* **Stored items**
*** Block opens ***
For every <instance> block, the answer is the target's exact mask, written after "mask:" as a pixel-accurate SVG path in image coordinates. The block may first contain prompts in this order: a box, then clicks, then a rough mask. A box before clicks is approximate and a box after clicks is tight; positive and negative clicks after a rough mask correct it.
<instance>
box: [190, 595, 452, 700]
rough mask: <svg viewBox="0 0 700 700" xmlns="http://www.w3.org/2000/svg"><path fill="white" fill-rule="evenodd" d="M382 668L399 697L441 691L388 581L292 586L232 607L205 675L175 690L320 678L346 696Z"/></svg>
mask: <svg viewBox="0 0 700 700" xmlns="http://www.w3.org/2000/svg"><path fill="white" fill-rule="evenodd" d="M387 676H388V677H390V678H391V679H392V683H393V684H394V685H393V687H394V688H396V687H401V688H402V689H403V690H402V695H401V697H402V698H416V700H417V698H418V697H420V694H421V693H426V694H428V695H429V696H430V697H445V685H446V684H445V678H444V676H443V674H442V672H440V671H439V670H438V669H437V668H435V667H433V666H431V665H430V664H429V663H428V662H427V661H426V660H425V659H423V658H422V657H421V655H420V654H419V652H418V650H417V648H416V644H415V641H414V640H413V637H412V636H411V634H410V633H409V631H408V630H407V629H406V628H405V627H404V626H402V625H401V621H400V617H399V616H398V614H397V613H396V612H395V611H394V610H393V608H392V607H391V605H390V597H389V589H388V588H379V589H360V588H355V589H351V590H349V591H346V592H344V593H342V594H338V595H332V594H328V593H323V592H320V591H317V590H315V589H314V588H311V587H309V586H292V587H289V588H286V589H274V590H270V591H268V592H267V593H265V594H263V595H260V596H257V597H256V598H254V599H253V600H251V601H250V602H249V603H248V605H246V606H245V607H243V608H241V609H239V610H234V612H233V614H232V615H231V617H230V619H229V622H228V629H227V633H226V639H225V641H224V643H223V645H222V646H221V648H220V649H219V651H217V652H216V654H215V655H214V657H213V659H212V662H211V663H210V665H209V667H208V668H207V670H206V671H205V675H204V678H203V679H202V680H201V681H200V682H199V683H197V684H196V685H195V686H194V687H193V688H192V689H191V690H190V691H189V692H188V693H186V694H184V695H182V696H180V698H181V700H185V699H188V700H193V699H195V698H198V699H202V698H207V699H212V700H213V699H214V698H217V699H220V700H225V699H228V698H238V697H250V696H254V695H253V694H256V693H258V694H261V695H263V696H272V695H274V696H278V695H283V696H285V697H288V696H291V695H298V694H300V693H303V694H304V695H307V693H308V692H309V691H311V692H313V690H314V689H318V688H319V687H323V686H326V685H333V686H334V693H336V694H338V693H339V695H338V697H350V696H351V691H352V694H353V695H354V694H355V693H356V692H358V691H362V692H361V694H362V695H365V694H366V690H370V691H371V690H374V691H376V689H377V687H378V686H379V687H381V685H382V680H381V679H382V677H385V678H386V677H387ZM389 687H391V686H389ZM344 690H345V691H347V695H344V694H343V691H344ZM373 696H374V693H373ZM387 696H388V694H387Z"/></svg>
*** Block closes ***
* **YOUR ASSIGNMENT**
Scan the lines above for the word "instance". Return each one that has it.

* **OUTPUT BELOW**
For every <instance> block, the answer is the target's exact mask, written after "mask:" as a pixel-accurate SVG path in image coordinates. The block may first contain prompts in this order: a box, then clicks, then a rough mask. A box before clicks is approximate and a box after clicks is tight; positive and negative clicks after a rough mask correct it.
<instance>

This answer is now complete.